**PROBLEM DESCRIPTION**:
The string "rider" appears in some lines of the data. Report how many, with no other words.

--- INPUT DATA Enclosed Below ---

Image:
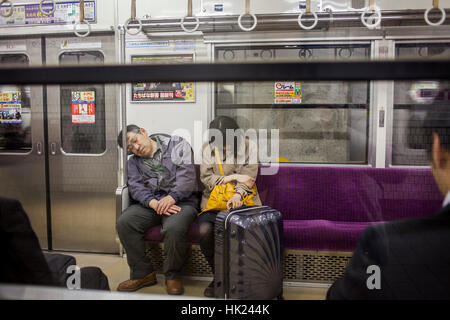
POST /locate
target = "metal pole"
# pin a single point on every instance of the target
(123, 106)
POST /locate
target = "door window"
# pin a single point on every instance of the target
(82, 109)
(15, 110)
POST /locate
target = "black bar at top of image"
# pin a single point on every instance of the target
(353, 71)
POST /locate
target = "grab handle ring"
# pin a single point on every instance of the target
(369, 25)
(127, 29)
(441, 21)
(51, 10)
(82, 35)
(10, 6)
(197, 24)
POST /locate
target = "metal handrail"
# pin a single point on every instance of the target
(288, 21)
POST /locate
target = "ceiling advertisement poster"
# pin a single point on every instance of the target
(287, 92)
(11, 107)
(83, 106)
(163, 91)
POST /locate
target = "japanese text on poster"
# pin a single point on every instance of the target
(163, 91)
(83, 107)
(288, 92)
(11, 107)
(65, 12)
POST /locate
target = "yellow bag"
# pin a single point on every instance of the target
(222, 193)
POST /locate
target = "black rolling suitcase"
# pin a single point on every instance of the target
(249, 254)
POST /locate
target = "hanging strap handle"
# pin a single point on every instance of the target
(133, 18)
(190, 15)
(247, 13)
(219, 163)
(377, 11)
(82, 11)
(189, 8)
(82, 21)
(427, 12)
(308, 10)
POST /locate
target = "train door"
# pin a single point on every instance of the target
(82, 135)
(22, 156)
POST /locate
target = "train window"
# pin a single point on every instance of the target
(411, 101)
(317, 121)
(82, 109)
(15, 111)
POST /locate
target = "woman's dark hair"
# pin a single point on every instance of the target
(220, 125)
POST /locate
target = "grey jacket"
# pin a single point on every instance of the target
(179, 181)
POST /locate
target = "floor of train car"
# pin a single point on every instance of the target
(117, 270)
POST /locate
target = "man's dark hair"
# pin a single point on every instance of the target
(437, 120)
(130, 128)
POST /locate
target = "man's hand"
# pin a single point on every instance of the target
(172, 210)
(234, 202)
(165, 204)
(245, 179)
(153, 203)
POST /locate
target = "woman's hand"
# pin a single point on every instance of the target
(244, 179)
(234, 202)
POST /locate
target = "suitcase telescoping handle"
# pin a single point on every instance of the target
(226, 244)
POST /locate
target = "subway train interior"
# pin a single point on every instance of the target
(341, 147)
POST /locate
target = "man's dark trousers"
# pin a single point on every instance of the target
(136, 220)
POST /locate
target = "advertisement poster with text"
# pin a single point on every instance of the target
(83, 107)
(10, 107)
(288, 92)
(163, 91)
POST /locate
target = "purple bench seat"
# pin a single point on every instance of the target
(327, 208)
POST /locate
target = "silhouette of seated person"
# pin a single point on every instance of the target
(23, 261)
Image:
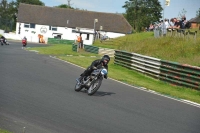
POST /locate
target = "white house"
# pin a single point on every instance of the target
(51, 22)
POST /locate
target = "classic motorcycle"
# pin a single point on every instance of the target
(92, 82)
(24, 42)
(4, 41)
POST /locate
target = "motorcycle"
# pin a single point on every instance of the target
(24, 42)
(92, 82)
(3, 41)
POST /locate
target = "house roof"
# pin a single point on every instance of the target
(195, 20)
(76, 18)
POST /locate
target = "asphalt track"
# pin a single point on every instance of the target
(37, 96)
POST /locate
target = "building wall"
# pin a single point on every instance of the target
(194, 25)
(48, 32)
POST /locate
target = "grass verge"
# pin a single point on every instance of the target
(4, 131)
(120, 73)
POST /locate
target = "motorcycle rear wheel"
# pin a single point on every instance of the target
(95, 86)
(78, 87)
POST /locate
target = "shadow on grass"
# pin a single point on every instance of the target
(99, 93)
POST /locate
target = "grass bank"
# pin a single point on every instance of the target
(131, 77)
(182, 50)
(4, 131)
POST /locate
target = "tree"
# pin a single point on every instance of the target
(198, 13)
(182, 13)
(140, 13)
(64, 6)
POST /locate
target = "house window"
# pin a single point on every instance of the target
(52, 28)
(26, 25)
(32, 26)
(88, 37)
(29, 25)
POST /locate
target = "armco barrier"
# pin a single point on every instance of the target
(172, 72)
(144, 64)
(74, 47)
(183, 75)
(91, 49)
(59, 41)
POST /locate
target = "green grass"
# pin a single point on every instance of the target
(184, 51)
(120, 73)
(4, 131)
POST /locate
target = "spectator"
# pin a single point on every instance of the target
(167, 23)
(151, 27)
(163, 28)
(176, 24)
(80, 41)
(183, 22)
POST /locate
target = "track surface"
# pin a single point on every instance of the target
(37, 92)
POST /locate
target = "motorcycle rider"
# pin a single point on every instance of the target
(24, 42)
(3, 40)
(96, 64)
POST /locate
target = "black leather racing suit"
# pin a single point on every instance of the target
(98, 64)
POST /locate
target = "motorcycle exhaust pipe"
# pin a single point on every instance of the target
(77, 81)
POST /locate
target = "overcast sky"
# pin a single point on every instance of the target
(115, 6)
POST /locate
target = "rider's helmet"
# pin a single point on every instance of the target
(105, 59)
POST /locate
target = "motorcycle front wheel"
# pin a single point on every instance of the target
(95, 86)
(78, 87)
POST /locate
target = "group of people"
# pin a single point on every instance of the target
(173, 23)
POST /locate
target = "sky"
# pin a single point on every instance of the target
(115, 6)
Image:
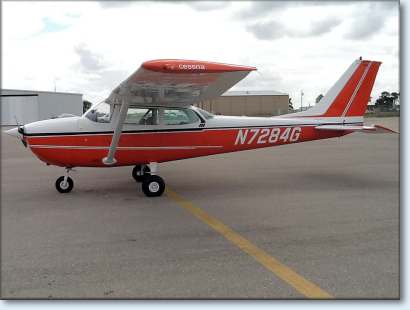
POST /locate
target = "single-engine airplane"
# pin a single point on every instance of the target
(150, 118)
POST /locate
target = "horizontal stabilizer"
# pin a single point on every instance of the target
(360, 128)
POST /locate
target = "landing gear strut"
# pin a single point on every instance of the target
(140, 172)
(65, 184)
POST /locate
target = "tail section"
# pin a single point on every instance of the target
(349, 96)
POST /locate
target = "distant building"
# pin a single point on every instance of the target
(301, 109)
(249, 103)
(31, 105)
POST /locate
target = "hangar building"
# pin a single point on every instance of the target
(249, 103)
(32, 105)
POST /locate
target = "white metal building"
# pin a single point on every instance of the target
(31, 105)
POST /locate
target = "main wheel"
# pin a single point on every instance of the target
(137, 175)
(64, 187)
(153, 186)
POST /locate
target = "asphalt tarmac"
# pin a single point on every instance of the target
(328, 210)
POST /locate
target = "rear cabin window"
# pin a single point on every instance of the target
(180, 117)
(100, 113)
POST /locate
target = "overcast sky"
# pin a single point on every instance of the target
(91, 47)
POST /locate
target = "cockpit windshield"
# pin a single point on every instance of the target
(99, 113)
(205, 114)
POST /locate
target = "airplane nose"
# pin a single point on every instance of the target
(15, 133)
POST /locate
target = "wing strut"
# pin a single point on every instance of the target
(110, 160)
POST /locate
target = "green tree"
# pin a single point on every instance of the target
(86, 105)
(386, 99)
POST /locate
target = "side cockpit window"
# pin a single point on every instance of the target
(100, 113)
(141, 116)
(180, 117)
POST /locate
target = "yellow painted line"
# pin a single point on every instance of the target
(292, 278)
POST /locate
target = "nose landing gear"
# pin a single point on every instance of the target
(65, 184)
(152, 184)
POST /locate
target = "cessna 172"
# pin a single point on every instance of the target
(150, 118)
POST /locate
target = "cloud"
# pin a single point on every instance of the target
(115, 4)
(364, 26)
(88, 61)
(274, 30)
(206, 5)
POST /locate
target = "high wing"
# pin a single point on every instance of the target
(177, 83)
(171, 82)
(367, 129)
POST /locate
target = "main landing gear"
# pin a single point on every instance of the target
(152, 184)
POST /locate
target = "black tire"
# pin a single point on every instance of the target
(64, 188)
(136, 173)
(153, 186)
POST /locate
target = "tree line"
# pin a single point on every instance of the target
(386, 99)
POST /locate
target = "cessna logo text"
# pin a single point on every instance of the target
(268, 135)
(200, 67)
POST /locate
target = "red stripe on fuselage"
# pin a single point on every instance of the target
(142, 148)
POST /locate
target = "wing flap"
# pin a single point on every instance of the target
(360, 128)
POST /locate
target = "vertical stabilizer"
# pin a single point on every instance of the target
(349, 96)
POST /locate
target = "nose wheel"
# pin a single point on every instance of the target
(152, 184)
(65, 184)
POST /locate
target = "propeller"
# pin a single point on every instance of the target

--- End of Enclosed INPUT DATA ---
--- INPUT DATA Enclosed Below ---

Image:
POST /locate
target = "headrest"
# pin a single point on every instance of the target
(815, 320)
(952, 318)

--- End of Enclosed INPUT DATA ---
--- INPUT DATA Enclosed Below ---

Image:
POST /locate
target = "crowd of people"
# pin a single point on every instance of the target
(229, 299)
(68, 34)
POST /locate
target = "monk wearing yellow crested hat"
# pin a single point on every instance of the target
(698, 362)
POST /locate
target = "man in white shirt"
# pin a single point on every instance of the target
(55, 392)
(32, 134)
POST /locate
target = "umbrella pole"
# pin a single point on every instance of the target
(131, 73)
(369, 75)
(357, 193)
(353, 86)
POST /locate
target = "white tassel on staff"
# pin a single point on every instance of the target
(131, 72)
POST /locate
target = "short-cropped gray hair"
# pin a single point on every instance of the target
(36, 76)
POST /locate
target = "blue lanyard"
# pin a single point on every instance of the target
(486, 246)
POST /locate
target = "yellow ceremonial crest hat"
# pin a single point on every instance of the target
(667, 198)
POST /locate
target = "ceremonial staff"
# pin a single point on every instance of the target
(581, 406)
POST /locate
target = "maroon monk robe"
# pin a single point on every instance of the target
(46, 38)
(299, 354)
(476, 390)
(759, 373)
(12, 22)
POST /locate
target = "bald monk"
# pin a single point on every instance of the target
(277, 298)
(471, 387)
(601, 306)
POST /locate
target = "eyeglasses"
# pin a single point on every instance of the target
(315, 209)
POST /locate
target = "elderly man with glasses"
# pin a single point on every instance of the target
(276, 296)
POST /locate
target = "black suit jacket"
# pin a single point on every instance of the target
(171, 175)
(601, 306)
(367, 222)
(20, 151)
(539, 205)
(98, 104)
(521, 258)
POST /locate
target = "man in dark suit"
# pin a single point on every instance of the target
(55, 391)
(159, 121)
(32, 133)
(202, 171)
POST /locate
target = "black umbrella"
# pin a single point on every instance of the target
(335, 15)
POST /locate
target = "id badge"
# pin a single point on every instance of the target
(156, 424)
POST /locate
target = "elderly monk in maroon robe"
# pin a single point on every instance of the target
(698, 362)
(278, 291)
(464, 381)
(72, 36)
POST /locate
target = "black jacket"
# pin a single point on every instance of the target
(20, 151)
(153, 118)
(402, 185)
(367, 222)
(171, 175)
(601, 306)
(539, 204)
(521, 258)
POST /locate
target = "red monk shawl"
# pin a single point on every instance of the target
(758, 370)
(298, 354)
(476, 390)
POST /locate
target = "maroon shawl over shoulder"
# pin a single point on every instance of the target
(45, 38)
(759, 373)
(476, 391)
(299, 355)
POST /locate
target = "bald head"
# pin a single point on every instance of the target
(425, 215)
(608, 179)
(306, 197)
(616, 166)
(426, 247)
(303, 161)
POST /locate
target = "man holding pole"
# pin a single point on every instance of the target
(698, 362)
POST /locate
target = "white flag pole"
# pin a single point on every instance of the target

--- End of Enclosed INPUT DATA ---

**RESPONSE AREA**:
2